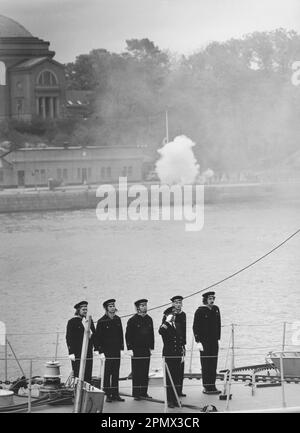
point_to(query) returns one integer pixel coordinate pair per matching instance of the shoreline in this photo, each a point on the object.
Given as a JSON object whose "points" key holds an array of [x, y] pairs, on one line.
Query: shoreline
{"points": [[84, 197]]}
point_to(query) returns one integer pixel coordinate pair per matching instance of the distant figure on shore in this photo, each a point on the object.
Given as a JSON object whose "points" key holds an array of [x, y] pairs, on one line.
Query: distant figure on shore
{"points": [[180, 320], [140, 341], [74, 339], [207, 332], [173, 351], [109, 341]]}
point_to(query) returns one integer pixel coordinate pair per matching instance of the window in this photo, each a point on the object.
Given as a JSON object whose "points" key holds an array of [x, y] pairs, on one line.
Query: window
{"points": [[43, 175], [47, 107], [2, 74], [19, 105], [47, 79], [65, 174]]}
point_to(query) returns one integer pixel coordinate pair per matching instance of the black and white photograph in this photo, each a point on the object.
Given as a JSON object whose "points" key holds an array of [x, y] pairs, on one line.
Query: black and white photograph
{"points": [[149, 209]]}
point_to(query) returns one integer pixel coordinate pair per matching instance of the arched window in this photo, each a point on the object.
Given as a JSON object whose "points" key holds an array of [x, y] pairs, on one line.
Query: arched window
{"points": [[2, 74], [47, 79]]}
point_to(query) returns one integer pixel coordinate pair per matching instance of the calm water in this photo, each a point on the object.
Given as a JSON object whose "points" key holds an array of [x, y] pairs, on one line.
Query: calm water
{"points": [[49, 261]]}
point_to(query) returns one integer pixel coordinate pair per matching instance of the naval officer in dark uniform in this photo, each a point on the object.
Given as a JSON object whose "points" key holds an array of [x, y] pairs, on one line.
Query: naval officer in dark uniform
{"points": [[140, 341], [109, 341], [180, 319], [207, 332], [173, 351], [74, 339]]}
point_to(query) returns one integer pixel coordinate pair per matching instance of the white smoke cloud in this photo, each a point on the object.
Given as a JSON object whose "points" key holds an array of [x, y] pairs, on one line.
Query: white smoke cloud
{"points": [[177, 163]]}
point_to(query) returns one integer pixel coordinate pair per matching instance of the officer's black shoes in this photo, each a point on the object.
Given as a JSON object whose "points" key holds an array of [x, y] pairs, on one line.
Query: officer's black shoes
{"points": [[216, 391], [172, 404], [118, 398], [211, 391]]}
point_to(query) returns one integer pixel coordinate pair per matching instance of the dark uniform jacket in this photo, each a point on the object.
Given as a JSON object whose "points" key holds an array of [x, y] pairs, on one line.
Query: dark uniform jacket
{"points": [[139, 333], [109, 335], [74, 336], [172, 338], [180, 319], [207, 324]]}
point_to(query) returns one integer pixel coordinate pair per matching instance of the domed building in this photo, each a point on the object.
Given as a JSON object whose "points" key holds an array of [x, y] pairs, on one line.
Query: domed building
{"points": [[31, 82]]}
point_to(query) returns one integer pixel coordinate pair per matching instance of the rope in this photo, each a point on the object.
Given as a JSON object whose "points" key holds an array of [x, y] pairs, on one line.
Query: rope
{"points": [[212, 285], [229, 276]]}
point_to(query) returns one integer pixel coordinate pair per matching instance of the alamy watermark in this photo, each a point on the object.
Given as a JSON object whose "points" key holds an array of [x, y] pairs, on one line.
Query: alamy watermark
{"points": [[156, 202], [296, 333]]}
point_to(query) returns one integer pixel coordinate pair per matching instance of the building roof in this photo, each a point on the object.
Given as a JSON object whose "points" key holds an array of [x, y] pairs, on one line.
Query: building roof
{"points": [[78, 97], [11, 29], [28, 64]]}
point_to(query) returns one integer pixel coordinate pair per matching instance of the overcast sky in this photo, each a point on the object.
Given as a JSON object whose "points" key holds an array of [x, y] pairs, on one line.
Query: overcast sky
{"points": [[75, 27]]}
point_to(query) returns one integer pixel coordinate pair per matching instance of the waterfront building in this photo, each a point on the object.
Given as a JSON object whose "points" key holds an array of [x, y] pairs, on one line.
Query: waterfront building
{"points": [[32, 83], [71, 165]]}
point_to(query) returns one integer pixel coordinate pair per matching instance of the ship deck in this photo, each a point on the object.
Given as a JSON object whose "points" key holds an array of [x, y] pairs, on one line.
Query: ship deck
{"points": [[263, 398]]}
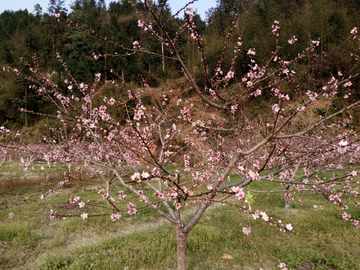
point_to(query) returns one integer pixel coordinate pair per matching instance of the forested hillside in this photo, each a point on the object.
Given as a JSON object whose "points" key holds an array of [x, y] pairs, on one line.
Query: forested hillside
{"points": [[24, 34]]}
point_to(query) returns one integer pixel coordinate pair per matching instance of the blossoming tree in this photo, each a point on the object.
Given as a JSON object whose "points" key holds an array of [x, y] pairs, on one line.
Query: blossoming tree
{"points": [[207, 147]]}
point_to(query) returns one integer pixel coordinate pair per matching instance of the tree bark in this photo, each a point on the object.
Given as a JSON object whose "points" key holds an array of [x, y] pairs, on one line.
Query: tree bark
{"points": [[181, 239]]}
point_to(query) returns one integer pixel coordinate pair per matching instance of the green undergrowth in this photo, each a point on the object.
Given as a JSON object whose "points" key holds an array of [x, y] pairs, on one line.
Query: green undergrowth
{"points": [[30, 240]]}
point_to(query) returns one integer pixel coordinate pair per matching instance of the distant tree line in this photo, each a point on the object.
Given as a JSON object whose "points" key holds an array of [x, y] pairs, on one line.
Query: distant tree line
{"points": [[23, 34]]}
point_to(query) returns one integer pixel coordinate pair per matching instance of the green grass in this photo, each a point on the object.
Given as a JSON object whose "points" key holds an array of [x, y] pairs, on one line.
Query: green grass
{"points": [[30, 240]]}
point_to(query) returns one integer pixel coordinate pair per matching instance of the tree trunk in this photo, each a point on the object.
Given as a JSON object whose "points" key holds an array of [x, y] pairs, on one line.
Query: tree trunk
{"points": [[181, 239]]}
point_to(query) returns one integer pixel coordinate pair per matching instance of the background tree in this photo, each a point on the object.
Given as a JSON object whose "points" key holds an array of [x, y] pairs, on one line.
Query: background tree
{"points": [[204, 146]]}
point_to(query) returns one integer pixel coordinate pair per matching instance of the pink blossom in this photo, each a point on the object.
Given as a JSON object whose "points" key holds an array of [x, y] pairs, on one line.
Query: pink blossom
{"points": [[247, 230]]}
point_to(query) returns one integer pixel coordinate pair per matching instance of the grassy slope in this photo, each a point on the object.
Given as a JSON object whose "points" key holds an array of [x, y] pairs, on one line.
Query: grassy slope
{"points": [[29, 240]]}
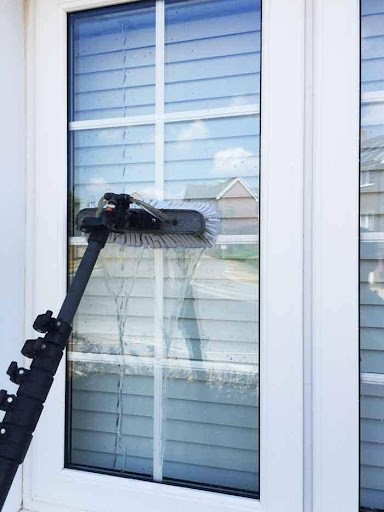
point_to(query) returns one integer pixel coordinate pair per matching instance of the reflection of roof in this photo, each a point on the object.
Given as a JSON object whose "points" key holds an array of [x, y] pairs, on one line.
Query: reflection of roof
{"points": [[372, 154], [217, 190]]}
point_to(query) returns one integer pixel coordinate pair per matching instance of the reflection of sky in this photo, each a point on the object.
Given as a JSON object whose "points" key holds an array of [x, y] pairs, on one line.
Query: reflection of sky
{"points": [[210, 151], [212, 58]]}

▸ **Exercise aim**:
I'd like the material duplicated exactly, without its pictures.

▸ **Answer**:
point_to(query) returns one integer pixel coordinate pair per matching instance of the shoreline in this photo, each a point on the object.
Given as a JSON object whose "points" key holds an array of [x, y] pairs, on one line.
Query: shoreline
{"points": [[84, 197]]}
point_to(query) returns one integer pixel coordinate pair per matching instance of the distant figure on shore in this photo, each a point on the object.
Given as a JSON object whose "points" key holds an array of [x, y] pairs, on one line.
Query: distant figure on shore
{"points": [[180, 320], [140, 341], [74, 339], [207, 332], [173, 351], [109, 341]]}
point_to(query) returns one integer pixel coordinate pair per matching instance of the window in this photo, each a point on the object.
Given as a JSON object whose "points" key holds an array of [x, y] pairs, on one line.
Query: window
{"points": [[43, 175], [47, 107], [2, 74], [19, 105], [47, 79], [65, 174]]}
point_to(query) returns one integer pixel coordinate pair per matching instance of the black and white photograph in this photo, each a point on the object.
Given as a JSON object whose "points" key holds an array of [x, y] pairs, on one line.
Query: black and white photograph
{"points": [[149, 209]]}
point_to(query) returns one integer pixel coordinate pair per matching instance of the arched window in this photo, each a point on the object.
Given as a JSON object whose "points" key holds an array of [x, y] pairs, on one line.
Query: arched window
{"points": [[2, 74], [47, 79]]}
point_to(query) returns one integer pixel coordinate pair per matching instance of the calm water in this photo, each a point on the object.
Given as a JSON object whose "points" key holds an array of [x, y] pairs, on one line.
Query: calm water
{"points": [[49, 261]]}
point_to(query) returns one integer pixel coordinate pair per matching instance of the naval officer in dark uniform in this photo, each a point on the object.
Given as a JSON object whose "points" key holds an array of [x, y] pairs, on one line.
Query: naval officer in dark uniform
{"points": [[140, 341], [109, 341], [180, 319], [207, 332], [173, 351], [74, 339]]}
point_to(query) returns one integer pixel coordinate pair per matching instance of the white smoke cloud in this photo, each a point on the object.
Given as a JSON object whose "points" key holds an array of [x, y] pairs, on one line.
Query: white smoke cloud
{"points": [[177, 163]]}
point_to(query) returns one integer pixel coordinate pair per matching instance of the officer's black shoes in this photo, each a point on the object.
Given as a JSON object whose "points" key holds an array of [x, y] pairs, on one line.
Query: officer's black shoes
{"points": [[216, 391], [172, 404], [118, 398], [211, 391]]}
point_to(query) returns one integer pixel coordinate pair per matching instance of the dark uniform jacket in this photo, each a point on the object.
Given as a JSON object whose "points" key holds an array of [x, y] pairs, on one line.
Query: dark uniform jacket
{"points": [[139, 333], [109, 335], [74, 336], [172, 338], [180, 319], [207, 324]]}
point_to(query) returns one integer pixel coordinate pair per matching instance of the domed building in this photo, each a point on the object.
Given as a JSON object whose "points" key holds an array of [x, y] pairs, on one line.
Query: domed building
{"points": [[31, 82]]}
point_to(query) returns one integer pixel coordinate pair per matching instance of the rope in this photo, each a point on the object.
Given as a JSON object whose "points" key holds an array of [x, y] pairs, on one line.
Query: rope
{"points": [[212, 285], [229, 276]]}
point_to(query) returns one integer pixel coordinate pair per matching instance of the alamy watermark in this photo, each a point on the object.
Given as a JSON object whose "points" key holds an array of [x, y] pairs, on one line.
Query: alamy watermark
{"points": [[156, 202], [296, 333]]}
point_to(query) returns one integer pixel coordinate pair per matching instance of the building roof in this photo, each a point on the object.
Given as a JSON object whose "points" key holds an array of [x, y] pairs, on one line.
Query: building roof
{"points": [[78, 97], [11, 29], [28, 64]]}
point_to(query) returns one integer pixel coordinate pair per matching instance of the overcast sky in this photo, each a point on the object.
Given as a JSON object whose "points" key holds an array of [x, y] pairs, on one line.
Query: overcast sky
{"points": [[75, 27]]}
point_to(query) returns one integer pixel coordinate pair per matching instance of the waterfront building in this photo, each a point on the object.
Given as a JSON object whose "points" key holds an array of [x, y] pairs, on one line.
Query: waterfront building
{"points": [[32, 83], [71, 165]]}
point_to(query) returns one integer pixel coordinate pair per matching instance of the ship deck in this photo, each a point on the object.
Given as a JSON object whose "points" key holds an array of [x, y] pairs, on one line.
Query: ship deck
{"points": [[263, 398]]}
point_to(query) returns one integer pixel coordinate pair per matching instance of the forested hillside in this photo, each a point on the object.
Given as a JSON object whose "points" key holds an array of [x, y] pairs, on one line.
Query: forested hillside
{"points": [[24, 34]]}
point_to(query) returns one integer pixel coordinate pair per matching instance of the blossoming tree in this photo, each a point on the object.
Given as a JSON object whose "points" key holds an array of [x, y] pairs, on one line.
Query: blossoming tree
{"points": [[207, 147]]}
point_to(query) returns one integer pixel coordinate pair per matching instance of the tree bark in this photo, each a point on the object.
Given as a JSON object whose "points" key holds an array of [x, y] pairs, on one line.
Query: tree bark
{"points": [[181, 239]]}
point_to(query) returns one integer pixel coordinate pair per matching instance of the green undergrowth in this photo, each a point on the object.
Given as a JSON object whose "points" key holds an array of [x, y] pairs, on one line.
Query: green undergrowth
{"points": [[30, 240]]}
point_to(query) returns one integer pixel coordinate pair per matching instance of the distant tree line in this photo, each a point on the object.
Given as a JSON object whose "points" key holds an array of [x, y] pairs, on one line.
Query: distant tree line
{"points": [[23, 34]]}
point_to(query) returns one integer pixel coordinate pair per matching instance of the green grass in this photo, each a point on the object.
Given as a JSON object whose "points" key holds an array of [x, y] pairs, on one line.
Query: green grass
{"points": [[30, 240]]}
point_to(query) returns one integer pixel coordinate pair per matching instance of the tree trunk in this photo, each a point on the object.
Given as a JSON object whose "points" key holds an array of [x, y] pairs, on one line.
Query: tree trunk
{"points": [[181, 239]]}
point_to(query) returns one integer pixel coordinate pair per matching instance of the background tree in this photo, each a point on the object.
Given as a JSON object whose "points" key holds an array of [x, y] pairs, on one line.
Query: background tree
{"points": [[204, 146]]}
point_to(query) returns one integer pixel coordinate pair per matching instance of the pink blossom in this photo, each a point on the object.
Given as a JSON object whose "points" key holds an array of [x, y] pairs, on one line.
Query: pink blossom
{"points": [[247, 230]]}
point_to(query) returns one integer pixel coordinate pair per matching instance of the grassy slope in this photo, each a point on the object.
Given as a JSON object whose "points" key holds an array of [x, y] pairs, on one line.
Query: grassy slope
{"points": [[29, 240]]}
point_to(query) returns one integer pixel coordinate pair per matching instance of the reflection of roof in this photo, each a point on the object.
Given as a JSON object whose "points" key holds an array of [x, y] pairs, on one line.
Query: reflection of roof
{"points": [[372, 154], [217, 190]]}
point_to(query) returns one integer pixel coordinate pair per matching instance of the reflection of sky in this photo, each a point on the object.
Given as a JSON object whose "points" key holds an array of [x, y] pairs, on one line.
Query: reflection of sky
{"points": [[210, 151], [212, 58]]}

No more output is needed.